Referring expression data →
===
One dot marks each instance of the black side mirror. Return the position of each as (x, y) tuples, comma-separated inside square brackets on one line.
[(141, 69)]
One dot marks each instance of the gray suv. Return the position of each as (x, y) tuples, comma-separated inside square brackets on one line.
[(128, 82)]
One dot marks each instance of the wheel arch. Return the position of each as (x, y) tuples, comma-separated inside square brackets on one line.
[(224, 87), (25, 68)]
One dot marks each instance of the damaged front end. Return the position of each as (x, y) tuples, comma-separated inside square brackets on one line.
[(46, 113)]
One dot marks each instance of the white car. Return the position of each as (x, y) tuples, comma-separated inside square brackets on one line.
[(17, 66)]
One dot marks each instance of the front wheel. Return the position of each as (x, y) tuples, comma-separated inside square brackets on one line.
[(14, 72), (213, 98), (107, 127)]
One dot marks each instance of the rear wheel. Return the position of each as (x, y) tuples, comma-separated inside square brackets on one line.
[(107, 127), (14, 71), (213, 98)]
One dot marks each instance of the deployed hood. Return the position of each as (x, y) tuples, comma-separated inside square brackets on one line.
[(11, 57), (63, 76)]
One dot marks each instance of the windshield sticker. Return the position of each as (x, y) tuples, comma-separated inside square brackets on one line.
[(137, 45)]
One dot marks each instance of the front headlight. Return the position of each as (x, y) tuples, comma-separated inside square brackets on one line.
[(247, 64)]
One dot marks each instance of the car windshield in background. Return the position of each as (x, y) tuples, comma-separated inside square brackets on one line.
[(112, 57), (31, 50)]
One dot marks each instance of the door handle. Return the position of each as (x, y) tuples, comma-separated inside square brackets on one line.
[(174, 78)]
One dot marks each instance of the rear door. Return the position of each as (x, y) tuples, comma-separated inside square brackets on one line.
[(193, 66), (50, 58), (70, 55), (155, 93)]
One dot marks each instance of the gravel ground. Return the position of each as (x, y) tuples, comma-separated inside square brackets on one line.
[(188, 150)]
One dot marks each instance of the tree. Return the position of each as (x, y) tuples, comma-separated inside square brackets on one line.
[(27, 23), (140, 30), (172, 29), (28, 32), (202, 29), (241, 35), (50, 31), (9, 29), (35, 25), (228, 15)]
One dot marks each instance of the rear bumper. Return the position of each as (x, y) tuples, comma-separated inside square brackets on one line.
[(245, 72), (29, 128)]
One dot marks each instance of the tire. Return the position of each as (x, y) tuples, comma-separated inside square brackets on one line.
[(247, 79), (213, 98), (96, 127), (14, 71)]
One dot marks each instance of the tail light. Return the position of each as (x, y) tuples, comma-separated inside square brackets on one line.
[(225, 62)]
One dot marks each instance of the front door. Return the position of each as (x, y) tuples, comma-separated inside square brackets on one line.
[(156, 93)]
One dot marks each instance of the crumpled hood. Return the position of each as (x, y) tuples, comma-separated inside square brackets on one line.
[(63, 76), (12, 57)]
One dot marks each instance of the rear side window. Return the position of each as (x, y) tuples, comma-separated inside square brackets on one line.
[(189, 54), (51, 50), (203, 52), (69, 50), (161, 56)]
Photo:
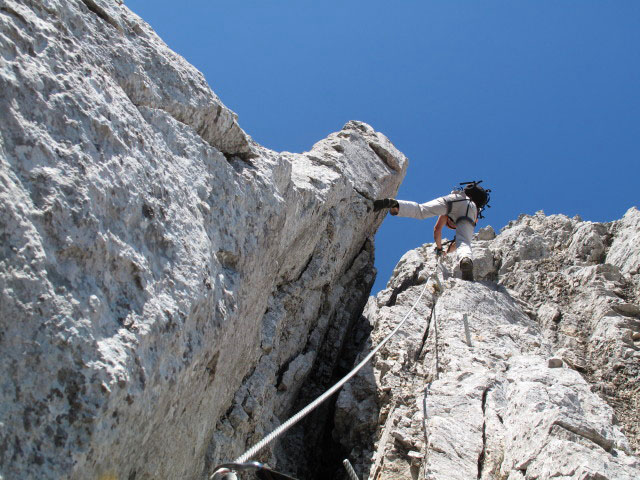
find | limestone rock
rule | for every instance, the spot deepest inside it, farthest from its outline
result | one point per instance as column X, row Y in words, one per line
column 471, row 382
column 165, row 283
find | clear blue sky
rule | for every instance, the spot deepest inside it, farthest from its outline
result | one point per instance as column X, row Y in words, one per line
column 540, row 98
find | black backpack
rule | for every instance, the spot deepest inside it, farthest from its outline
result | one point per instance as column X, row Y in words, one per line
column 479, row 195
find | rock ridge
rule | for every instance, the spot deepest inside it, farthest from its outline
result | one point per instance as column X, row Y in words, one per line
column 166, row 284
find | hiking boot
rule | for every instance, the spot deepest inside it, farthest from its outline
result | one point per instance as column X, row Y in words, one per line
column 466, row 267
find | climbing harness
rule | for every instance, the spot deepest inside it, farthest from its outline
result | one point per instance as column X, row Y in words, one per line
column 227, row 471
column 221, row 470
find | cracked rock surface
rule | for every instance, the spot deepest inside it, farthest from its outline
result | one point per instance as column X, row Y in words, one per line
column 531, row 372
column 166, row 284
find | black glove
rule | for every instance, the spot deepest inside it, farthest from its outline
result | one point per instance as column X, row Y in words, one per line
column 385, row 203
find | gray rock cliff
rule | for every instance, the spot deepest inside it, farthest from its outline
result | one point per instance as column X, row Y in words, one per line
column 166, row 284
column 532, row 372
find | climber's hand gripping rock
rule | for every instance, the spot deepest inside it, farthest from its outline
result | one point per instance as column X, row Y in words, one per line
column 390, row 203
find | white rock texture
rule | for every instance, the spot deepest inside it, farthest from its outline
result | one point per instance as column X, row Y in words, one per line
column 165, row 283
column 541, row 383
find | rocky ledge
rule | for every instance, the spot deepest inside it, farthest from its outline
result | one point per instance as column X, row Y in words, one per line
column 166, row 283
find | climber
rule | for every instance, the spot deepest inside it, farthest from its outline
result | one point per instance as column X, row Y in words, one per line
column 459, row 210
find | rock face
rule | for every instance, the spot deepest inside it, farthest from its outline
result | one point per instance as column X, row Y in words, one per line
column 165, row 283
column 530, row 372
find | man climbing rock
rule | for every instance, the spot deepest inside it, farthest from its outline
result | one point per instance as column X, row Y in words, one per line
column 459, row 210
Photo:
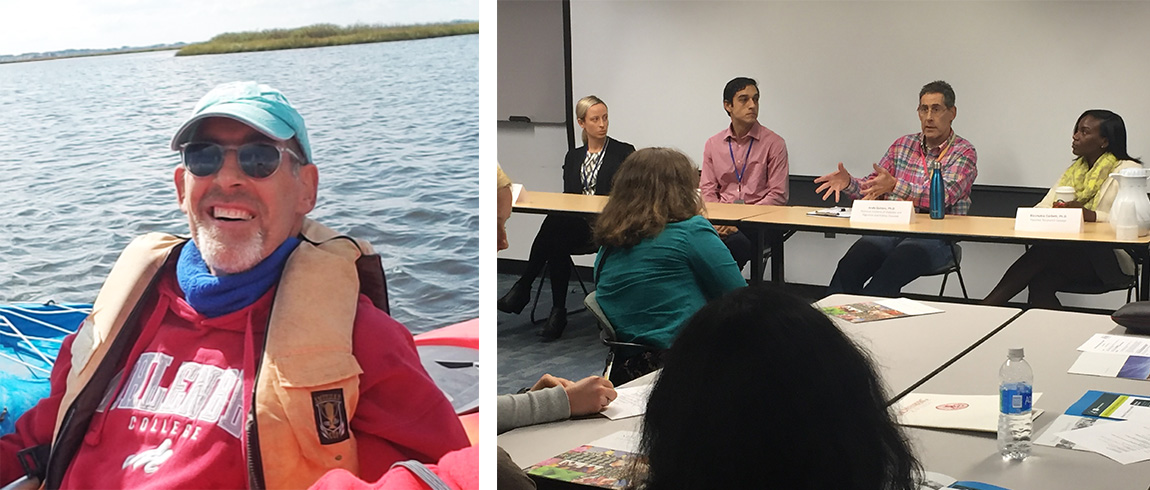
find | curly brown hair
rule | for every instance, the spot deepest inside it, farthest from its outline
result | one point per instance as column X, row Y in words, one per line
column 652, row 188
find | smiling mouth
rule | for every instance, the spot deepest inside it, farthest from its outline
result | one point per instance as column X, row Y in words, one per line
column 230, row 214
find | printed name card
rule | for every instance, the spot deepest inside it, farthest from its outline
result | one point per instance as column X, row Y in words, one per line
column 516, row 190
column 882, row 212
column 1056, row 221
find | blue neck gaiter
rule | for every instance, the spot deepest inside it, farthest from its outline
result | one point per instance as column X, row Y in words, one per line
column 216, row 296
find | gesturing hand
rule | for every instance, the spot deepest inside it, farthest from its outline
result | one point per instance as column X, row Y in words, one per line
column 834, row 182
column 547, row 381
column 880, row 185
column 590, row 395
column 725, row 231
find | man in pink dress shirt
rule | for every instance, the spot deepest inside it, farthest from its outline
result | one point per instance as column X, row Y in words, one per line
column 743, row 163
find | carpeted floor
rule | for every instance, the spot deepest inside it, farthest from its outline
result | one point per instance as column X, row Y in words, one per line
column 523, row 358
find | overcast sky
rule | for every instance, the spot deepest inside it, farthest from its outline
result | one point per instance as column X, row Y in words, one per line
column 43, row 25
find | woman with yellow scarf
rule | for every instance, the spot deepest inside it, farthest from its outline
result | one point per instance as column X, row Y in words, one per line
column 1099, row 144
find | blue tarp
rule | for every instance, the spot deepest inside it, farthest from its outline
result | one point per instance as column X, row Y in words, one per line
column 30, row 337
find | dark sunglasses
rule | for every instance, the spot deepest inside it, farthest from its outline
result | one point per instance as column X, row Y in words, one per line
column 258, row 160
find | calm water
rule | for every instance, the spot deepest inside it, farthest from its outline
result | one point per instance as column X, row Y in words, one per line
column 395, row 132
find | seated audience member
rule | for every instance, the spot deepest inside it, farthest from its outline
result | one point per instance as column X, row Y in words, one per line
column 904, row 174
column 503, row 198
column 1099, row 144
column 660, row 260
column 743, row 163
column 768, row 392
column 550, row 399
column 587, row 170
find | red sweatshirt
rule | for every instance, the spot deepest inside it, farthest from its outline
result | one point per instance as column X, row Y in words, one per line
column 176, row 416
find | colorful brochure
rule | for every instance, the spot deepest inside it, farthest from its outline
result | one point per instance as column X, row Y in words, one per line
column 879, row 309
column 937, row 481
column 589, row 465
column 1094, row 408
column 1113, row 355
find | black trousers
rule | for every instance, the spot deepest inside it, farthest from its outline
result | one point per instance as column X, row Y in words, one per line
column 559, row 238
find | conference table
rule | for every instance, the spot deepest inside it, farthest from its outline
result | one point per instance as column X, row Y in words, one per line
column 789, row 219
column 1050, row 339
column 771, row 226
column 907, row 351
column 910, row 350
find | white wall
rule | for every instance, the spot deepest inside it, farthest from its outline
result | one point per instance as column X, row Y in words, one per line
column 840, row 82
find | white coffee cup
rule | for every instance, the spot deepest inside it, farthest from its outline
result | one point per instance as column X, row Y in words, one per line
column 1064, row 193
column 1126, row 226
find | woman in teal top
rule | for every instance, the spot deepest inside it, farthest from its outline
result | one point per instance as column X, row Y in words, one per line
column 659, row 259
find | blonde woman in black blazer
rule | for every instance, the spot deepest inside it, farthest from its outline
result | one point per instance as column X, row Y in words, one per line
column 587, row 170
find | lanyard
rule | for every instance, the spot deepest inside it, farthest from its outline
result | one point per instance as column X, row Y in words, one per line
column 738, row 175
column 589, row 177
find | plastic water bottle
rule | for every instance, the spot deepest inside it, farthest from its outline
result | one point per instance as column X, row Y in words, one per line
column 937, row 193
column 1014, row 421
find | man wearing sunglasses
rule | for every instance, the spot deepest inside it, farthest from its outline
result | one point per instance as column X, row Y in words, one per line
column 884, row 265
column 255, row 354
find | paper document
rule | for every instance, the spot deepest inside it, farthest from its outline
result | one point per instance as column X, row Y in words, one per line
column 1125, row 442
column 1117, row 344
column 1052, row 435
column 880, row 309
column 1112, row 365
column 515, row 190
column 966, row 412
column 834, row 212
column 621, row 441
column 588, row 465
column 630, row 402
column 1119, row 406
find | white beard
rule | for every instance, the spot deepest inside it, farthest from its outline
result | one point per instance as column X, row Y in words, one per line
column 224, row 258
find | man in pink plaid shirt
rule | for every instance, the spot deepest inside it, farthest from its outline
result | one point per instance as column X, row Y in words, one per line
column 903, row 174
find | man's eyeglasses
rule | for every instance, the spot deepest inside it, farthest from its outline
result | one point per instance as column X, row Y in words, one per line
column 926, row 110
column 258, row 160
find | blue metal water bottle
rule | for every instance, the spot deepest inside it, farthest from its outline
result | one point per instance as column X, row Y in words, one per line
column 937, row 196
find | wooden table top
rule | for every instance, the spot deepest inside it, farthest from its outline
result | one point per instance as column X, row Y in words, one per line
column 973, row 228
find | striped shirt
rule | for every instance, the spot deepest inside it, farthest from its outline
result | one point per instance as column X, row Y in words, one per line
column 911, row 167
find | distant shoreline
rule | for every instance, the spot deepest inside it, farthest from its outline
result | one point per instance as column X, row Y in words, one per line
column 104, row 53
column 312, row 36
column 323, row 35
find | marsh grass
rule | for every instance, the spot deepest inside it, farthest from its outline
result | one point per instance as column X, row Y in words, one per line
column 323, row 35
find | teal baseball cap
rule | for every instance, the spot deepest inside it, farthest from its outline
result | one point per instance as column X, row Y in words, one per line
column 253, row 104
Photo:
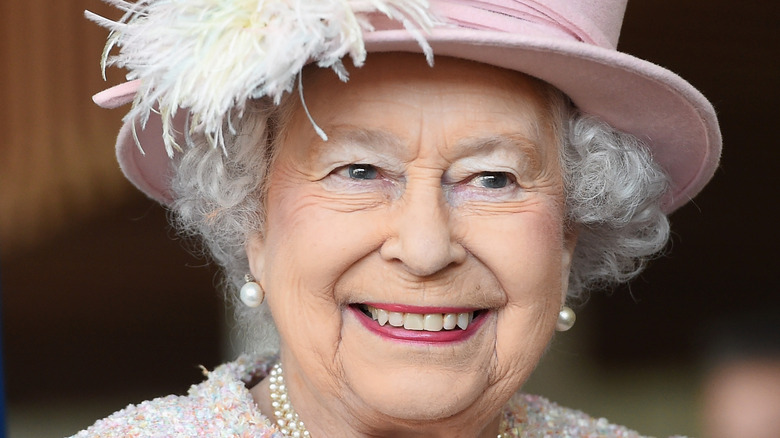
===
Required work → Find each line of the data above that holds the word "climber", then copy it.

Solution for this task →
find | climber's hand gripping rock
find | climber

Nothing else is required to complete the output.